Exercise task A:
Extract the passage of the Blue Bombers roster post between "Now, there is" and "up as a rule.", inclusive, copying it word for word.

Friday, March 7, 2014

Off-Season Roster Analysis: Winnipeg Blue Bombers Linebackers and Defensive Backs

This is part 5 of our 6 part series taking a look at the Bomber roster post-free agency.  This post will take a look at the linebackers and defensive backs.

A strong defensive backfield has become a Bomber hallmark in the late 00's and early 10's after many lean years in the mid 00's.  The 2013 Blue Bomber secondary ranked 2nd last in the league, only ahead of Toronto, in terms of passing yards per game allowed, and tied with Hamilton for most passing touchdowns allowed at 35.  

Now, there is one big excuse that turns the Bombers secondary (and defense as a whole) from an average or even good one into a bad one statistically.  That excuse is the complete lack of a functional offence. The more possessions a defense faces, the longer a defense spends on the field, the more yards and points it will give up as a rule.

Given information:
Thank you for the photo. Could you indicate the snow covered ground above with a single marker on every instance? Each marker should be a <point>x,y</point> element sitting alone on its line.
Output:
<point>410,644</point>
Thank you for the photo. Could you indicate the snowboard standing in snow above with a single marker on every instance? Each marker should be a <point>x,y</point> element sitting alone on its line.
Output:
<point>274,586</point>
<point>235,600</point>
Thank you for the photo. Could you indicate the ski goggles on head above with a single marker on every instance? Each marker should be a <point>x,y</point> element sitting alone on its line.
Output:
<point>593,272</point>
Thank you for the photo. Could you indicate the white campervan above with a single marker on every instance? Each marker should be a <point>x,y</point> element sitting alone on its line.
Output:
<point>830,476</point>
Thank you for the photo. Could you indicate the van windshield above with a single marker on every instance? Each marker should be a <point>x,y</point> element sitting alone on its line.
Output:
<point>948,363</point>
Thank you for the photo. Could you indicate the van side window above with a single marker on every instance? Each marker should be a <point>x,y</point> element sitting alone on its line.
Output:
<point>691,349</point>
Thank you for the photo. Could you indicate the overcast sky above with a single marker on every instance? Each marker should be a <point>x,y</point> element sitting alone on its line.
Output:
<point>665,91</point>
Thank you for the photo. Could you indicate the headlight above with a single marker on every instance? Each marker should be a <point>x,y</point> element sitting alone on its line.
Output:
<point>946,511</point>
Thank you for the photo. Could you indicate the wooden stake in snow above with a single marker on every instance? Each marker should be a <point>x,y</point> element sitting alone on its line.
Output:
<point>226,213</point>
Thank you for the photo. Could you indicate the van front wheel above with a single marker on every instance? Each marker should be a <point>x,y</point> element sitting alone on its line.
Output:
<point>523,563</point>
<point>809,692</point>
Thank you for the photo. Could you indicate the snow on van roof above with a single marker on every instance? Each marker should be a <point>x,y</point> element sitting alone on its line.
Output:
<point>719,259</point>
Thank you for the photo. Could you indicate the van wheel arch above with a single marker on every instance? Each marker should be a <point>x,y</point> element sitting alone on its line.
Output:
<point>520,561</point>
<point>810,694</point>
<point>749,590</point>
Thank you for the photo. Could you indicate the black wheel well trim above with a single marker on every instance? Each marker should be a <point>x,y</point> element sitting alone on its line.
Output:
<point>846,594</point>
==
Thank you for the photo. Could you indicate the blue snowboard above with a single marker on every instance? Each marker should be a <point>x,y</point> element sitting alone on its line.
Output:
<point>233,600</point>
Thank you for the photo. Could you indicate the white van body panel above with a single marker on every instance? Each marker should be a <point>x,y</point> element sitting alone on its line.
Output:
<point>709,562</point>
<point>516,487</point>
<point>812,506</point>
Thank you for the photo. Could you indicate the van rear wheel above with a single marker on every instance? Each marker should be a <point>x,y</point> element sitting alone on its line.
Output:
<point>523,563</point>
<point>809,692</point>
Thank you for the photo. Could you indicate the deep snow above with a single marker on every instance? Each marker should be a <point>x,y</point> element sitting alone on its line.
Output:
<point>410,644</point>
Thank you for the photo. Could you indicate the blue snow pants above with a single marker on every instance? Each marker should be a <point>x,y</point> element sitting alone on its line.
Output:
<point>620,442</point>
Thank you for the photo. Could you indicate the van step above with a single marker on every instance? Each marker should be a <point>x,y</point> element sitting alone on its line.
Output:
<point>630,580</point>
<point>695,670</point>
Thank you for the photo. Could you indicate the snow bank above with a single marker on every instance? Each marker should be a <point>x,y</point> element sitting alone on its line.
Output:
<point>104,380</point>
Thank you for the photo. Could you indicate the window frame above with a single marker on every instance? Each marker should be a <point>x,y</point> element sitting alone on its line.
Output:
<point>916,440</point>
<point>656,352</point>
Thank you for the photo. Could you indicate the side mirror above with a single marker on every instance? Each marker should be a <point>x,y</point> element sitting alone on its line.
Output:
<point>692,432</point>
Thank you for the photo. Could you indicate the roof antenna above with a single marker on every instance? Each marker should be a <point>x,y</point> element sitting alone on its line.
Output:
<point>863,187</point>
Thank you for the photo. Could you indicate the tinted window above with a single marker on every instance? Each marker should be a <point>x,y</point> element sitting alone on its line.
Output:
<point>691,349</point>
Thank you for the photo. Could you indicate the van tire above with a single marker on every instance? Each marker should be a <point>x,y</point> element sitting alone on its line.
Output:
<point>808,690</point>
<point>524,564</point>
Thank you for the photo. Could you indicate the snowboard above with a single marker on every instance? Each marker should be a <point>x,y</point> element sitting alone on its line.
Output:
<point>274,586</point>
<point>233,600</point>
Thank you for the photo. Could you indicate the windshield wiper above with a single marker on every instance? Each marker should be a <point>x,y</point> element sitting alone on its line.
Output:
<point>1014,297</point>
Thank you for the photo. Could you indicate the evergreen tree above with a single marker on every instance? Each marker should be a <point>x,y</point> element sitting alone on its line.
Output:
--
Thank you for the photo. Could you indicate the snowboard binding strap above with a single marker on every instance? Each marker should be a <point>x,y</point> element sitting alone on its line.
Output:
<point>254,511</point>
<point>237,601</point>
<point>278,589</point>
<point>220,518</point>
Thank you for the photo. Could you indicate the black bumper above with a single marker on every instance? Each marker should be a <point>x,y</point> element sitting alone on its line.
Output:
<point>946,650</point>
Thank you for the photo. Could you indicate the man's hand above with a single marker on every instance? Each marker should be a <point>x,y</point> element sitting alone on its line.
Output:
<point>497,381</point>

Exercise task B:
Pick out and copy every line of the records that contains the string "rear", matching case exactly.

Written answer A:
Now, there is one big excuse that turns the Bombers secondary (and defense as a whole) from an average or even good one into a bad one statistically.  That excuse is the complete lack of a functional offence. The more possessions a defense faces, the longer a defense spends on the field, the more yards and points it will give up as a rule.

Written answer B:
Thank you for the photo. Could you indicate the van rear wheel above with a single marker on every instance? Each marker should be a <point>x,y</point> element sitting alone on its line.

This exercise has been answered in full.